[Begin Supplied material]
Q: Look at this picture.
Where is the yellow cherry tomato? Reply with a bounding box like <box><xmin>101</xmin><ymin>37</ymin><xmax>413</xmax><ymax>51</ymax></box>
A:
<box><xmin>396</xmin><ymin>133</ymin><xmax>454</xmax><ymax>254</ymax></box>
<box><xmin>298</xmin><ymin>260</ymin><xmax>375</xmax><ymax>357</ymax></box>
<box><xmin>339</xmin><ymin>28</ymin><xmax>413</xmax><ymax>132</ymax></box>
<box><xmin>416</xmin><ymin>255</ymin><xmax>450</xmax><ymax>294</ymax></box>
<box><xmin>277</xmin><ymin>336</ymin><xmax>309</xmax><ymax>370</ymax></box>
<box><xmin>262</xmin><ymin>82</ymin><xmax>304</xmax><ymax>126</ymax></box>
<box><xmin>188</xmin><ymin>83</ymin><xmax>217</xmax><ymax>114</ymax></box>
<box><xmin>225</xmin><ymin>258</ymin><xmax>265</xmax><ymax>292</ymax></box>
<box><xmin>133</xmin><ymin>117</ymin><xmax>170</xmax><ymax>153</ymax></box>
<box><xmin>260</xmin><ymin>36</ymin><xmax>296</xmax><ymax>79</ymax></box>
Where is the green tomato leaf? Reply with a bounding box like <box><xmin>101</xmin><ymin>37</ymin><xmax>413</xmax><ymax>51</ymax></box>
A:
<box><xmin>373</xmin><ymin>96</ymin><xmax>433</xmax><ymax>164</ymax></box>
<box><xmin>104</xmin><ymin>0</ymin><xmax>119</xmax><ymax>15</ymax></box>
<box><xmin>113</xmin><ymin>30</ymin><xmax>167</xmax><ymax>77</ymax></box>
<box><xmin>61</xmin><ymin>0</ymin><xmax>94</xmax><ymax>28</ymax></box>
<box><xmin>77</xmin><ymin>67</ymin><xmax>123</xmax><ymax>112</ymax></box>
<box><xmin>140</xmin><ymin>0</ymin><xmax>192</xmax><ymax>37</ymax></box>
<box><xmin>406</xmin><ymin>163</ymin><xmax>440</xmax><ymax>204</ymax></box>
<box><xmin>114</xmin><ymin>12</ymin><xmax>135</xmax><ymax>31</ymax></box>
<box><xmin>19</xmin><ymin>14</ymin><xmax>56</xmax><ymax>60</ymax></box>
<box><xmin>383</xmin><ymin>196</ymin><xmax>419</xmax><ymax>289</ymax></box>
[End Supplied material]
**Stated goal**.
Give back all the data exactly as written.

**Problem solution**.
Q: Look at this picture.
Where is the yellow cherry tomato? Reply with a bounding box like <box><xmin>101</xmin><ymin>37</ymin><xmax>413</xmax><ymax>51</ymax></box>
A:
<box><xmin>396</xmin><ymin>133</ymin><xmax>454</xmax><ymax>254</ymax></box>
<box><xmin>298</xmin><ymin>260</ymin><xmax>375</xmax><ymax>357</ymax></box>
<box><xmin>339</xmin><ymin>28</ymin><xmax>413</xmax><ymax>132</ymax></box>
<box><xmin>416</xmin><ymin>255</ymin><xmax>450</xmax><ymax>294</ymax></box>
<box><xmin>277</xmin><ymin>336</ymin><xmax>309</xmax><ymax>370</ymax></box>
<box><xmin>262</xmin><ymin>82</ymin><xmax>304</xmax><ymax>126</ymax></box>
<box><xmin>188</xmin><ymin>83</ymin><xmax>217</xmax><ymax>114</ymax></box>
<box><xmin>225</xmin><ymin>258</ymin><xmax>265</xmax><ymax>292</ymax></box>
<box><xmin>133</xmin><ymin>117</ymin><xmax>170</xmax><ymax>153</ymax></box>
<box><xmin>260</xmin><ymin>36</ymin><xmax>296</xmax><ymax>79</ymax></box>
Where is the green tomato leaf? Reply with a bounding box like <box><xmin>101</xmin><ymin>37</ymin><xmax>413</xmax><ymax>51</ymax></box>
A:
<box><xmin>373</xmin><ymin>96</ymin><xmax>433</xmax><ymax>164</ymax></box>
<box><xmin>104</xmin><ymin>0</ymin><xmax>119</xmax><ymax>15</ymax></box>
<box><xmin>113</xmin><ymin>30</ymin><xmax>167</xmax><ymax>77</ymax></box>
<box><xmin>61</xmin><ymin>0</ymin><xmax>94</xmax><ymax>28</ymax></box>
<box><xmin>77</xmin><ymin>67</ymin><xmax>123</xmax><ymax>112</ymax></box>
<box><xmin>140</xmin><ymin>0</ymin><xmax>192</xmax><ymax>37</ymax></box>
<box><xmin>406</xmin><ymin>163</ymin><xmax>440</xmax><ymax>204</ymax></box>
<box><xmin>114</xmin><ymin>12</ymin><xmax>135</xmax><ymax>31</ymax></box>
<box><xmin>19</xmin><ymin>14</ymin><xmax>56</xmax><ymax>60</ymax></box>
<box><xmin>383</xmin><ymin>196</ymin><xmax>419</xmax><ymax>289</ymax></box>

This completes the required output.